**STATED GOAL**
Without the pictures, copy all the entries below exactly.

## Start RAW DATA

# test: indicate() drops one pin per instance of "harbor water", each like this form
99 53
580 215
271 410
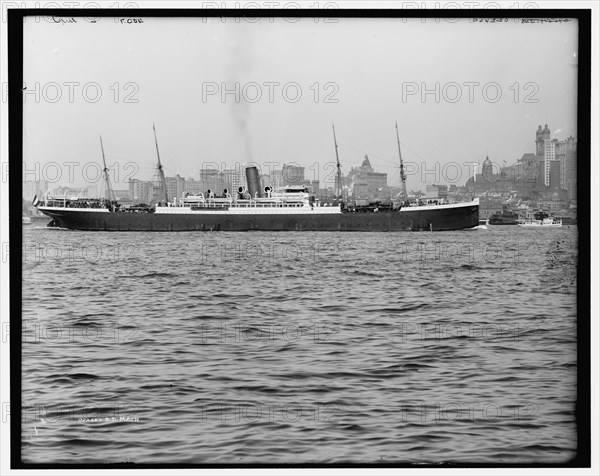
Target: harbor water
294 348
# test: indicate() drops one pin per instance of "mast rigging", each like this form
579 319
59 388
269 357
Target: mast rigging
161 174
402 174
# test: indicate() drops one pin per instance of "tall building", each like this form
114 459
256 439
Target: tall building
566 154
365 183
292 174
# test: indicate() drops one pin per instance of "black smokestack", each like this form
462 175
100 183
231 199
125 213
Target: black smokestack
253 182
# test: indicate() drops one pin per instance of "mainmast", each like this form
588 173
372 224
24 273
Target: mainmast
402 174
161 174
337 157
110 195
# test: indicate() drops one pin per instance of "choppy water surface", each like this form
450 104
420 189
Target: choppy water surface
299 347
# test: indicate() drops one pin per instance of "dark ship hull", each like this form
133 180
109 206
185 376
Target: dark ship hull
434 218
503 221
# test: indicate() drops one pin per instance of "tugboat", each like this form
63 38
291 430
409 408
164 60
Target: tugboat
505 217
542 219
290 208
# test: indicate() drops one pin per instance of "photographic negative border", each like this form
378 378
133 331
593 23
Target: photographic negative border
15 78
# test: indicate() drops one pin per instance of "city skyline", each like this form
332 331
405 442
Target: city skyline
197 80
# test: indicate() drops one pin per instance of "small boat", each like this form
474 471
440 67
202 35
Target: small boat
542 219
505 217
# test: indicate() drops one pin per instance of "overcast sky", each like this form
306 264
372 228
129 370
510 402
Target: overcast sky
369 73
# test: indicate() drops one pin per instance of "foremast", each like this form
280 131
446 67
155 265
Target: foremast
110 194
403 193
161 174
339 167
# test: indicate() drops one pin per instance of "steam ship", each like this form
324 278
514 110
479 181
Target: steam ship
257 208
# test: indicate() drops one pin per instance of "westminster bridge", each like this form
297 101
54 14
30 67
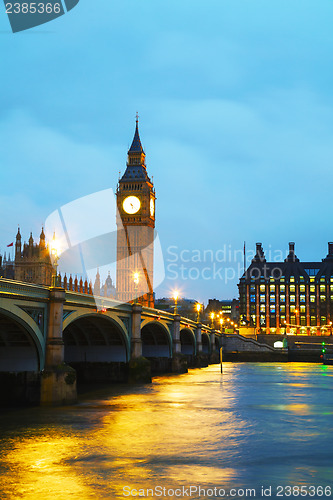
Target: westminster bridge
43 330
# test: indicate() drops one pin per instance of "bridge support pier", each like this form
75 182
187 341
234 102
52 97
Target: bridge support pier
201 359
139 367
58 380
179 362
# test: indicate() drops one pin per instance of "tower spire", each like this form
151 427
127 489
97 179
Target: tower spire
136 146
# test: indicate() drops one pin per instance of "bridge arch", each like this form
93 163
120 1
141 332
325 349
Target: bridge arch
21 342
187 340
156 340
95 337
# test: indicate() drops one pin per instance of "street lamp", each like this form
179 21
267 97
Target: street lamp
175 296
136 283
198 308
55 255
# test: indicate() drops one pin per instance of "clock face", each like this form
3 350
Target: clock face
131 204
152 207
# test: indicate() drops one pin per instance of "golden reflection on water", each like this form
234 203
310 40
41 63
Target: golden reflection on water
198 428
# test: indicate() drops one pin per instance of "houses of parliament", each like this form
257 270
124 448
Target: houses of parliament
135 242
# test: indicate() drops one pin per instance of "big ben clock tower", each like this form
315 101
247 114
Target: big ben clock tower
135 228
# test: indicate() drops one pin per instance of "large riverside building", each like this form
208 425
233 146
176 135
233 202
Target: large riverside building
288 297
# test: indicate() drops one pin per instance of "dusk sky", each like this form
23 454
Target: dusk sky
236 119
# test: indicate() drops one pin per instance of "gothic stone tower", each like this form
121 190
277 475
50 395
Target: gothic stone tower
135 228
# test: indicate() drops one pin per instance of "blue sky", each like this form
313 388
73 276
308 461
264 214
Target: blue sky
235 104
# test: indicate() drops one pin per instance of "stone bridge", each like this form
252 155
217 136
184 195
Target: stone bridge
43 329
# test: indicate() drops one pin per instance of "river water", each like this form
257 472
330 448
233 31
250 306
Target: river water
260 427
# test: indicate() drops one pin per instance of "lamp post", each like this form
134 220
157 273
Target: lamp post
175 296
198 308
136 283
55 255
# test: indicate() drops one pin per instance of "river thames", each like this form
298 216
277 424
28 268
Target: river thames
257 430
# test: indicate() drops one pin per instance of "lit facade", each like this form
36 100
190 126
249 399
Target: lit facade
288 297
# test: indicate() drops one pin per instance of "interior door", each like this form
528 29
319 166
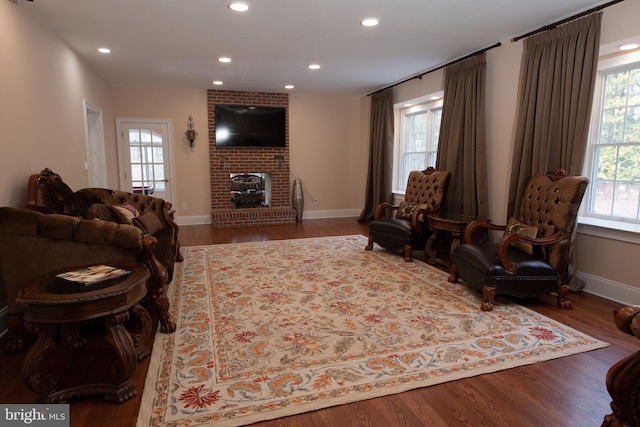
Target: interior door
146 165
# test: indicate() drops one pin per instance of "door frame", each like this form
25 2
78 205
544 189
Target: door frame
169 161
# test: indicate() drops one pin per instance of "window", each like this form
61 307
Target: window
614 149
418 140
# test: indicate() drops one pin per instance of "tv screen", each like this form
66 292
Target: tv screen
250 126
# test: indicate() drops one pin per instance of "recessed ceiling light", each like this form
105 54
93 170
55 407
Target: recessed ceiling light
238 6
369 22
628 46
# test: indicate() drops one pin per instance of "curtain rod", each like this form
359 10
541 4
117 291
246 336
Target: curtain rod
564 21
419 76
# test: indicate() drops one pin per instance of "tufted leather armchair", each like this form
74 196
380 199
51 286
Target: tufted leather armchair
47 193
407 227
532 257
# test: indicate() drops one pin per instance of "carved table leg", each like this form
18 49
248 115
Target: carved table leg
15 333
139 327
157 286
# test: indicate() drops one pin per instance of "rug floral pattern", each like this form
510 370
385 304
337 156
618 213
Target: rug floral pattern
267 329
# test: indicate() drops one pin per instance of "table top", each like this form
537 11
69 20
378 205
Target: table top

## End RAW DATA

**OUTPUT OF THE EXERCISE**
# test: indicate() drops one pin per instance of "harbor water", each like this form
99 53
580 215
271 410
Target: harbor water
294 348
# test: indicate() drops one pin per instance of "mast rigging", each like this form
579 319
59 388
269 357
Target: mast rigging
161 174
402 174
# test: indicate() drops one pin per instance of "tall building", each like this form
114 459
256 439
Target: tall building
566 154
365 183
292 174
# test: indicate() drops one pin per instance of "black smokestack", each like this form
462 175
100 183
231 199
125 213
Target: black smokestack
253 182
# test: indicate() drops one pin per instance of "mainmast", each like this form
588 173
372 224
24 273
Target: mainmast
402 174
161 174
337 157
110 195
# test: indicate() drops one pin per instance of "choppy water surface", each like this form
450 104
420 189
Target: choppy water surface
299 347
# test: indicate() drops one pin per instance of "dark ship hull", each like this form
133 180
109 206
185 376
Target: dark ship hull
434 218
503 221
# test: indicate() drops one pin per instance of "tugboat", each like this form
63 38
291 430
409 408
164 60
Target: tugboat
505 217
542 219
290 208
# test: indicate() drops one pin per instance of "photographic negative border", each like this form
378 378
133 331
593 23
Target: photographic negative border
15 78
# test: indicate() drops one pin per instance of "city skyline", each like this form
332 331
405 442
Target: city skyline
197 80
# test: indicate() drops one pin per instance of "small boat", each like this form
474 471
440 67
202 35
Target: small boat
542 219
505 217
# test: indicate() drops one pin per instance of "overcast sky", each like this form
306 264
372 228
129 370
510 402
Target: overcast sky
369 73
# test: indicate() drops one pin per instance of "foremast", each like this form
280 131
446 67
155 265
Target: foremast
110 194
403 193
161 174
339 167
# test: indicate() drops one pin per instance of "steam ship", each like this form
324 278
514 110
479 181
Target: steam ship
257 208
# test: indicate() drops one pin per instance of "westminster bridge", each like this form
297 101
54 14
30 67
Target: westminster bridge
43 330
# test: indicate() drops one pin per instance of "bridge support pier", each like this form
75 182
187 341
234 102
52 97
Target: bridge support pier
201 359
139 367
58 380
179 362
# test: indicate() drops one pin per instance of "tower spire", each like this form
151 427
127 489
97 179
Target: tower spire
136 146
# test: indicate() drops one pin per instance of "bridge arch", each like this form
93 163
120 1
141 332
325 349
Target: bridge arch
21 342
187 340
156 340
95 337
# test: indicate() drops one pin per instance of "street lamp", each like this form
179 21
267 97
Target: street lamp
175 296
136 283
198 308
55 255
# test: indicate() drops one pin per instance of "clock face", each like this form
3 350
Target: clock face
131 204
152 207
# test: indicate() drops one pin per instance of "golden reflection on water", each like this form
234 203
310 40
41 63
Target: golden reflection on water
198 428
# test: indicate() drops one pin per instance of "houses of parliament", each like this form
257 270
124 448
Target: houses of parliament
135 242
# test: indicate() drops one pin per instance of "big ben clock tower", each like this form
315 101
247 114
Target: big ben clock tower
135 228
# test: indicate() drops one pin per instance of "large riverside building", each like this form
208 425
233 146
176 135
233 202
Target: large riverside building
288 297
# test: indicate() drops one pin per instance of "dusk sky", each like this form
23 454
Target: dusk sky
236 119
# test: indicate() drops one pin per instance of "gothic stone tower", each like this form
121 190
277 475
50 395
Target: gothic stone tower
135 228
# test: indicate() drops one pin per instance of "blue sky", each like this form
313 388
73 276
308 461
264 214
Target: blue sky
235 104
# test: indicate() drops one pin per instance of "stone bridge", each like this form
252 155
217 136
184 195
Target: stone bridge
43 329
# test: indicate() drops one pin per instance of "river water", each like this form
257 472
330 448
233 31
250 306
Target: river water
260 427
# test: indicate() drops one pin per instance of "lamp post", each like this form
134 220
157 273
Target: lamp post
175 296
198 308
136 283
55 255
# test: indicate() drops one pin per instance of "river thames", each like this form
298 216
277 424
28 268
Target: river thames
257 430
# test: indicate() drops one pin per instance of "lit facade", each like this form
36 100
190 126
249 399
Target: lit facade
288 297
# test: indicate() drops one pin per instance of "interior door", each like this form
528 29
319 166
Target: interior door
146 165
# test: indicate() drops one pin per instance of "door frame", each like this form
25 2
78 205
544 189
Target: door frame
169 161
# test: indicate() drops one pin per instance of "window", each like this form
61 307
Target: window
614 149
418 140
# test: indicate() drops one pin per instance of "tv screen", each like this form
66 292
Target: tv screen
250 126
# test: indicate() drops one pin per instance of "recessed ceiling light", each like this form
105 54
93 170
55 407
Target: recessed ceiling light
238 6
369 22
628 46
# test: indicate() drops one pin per instance of "curtain rod", each like this form
359 10
541 4
117 291
246 336
Target: curtain rod
564 21
419 76
# test: indicate() drops one pin per instance of "tufted leather armchair", each like this form
74 196
380 199
51 286
Target: tufted leather armchair
47 193
407 227
532 257
# test: indicate() drops one pin per instance of "carved table leg", each like this form
18 49
248 115
Target: carved table leg
15 333
139 327
157 286
# test: indicate() drops one pin per instance of "rug floral pattern", each like this form
510 370
385 304
337 156
618 213
Target: rug floral pattern
267 329
# test: indicate() drops one pin per instance of "table top", each like this form
537 11
69 20
378 205
Target: table top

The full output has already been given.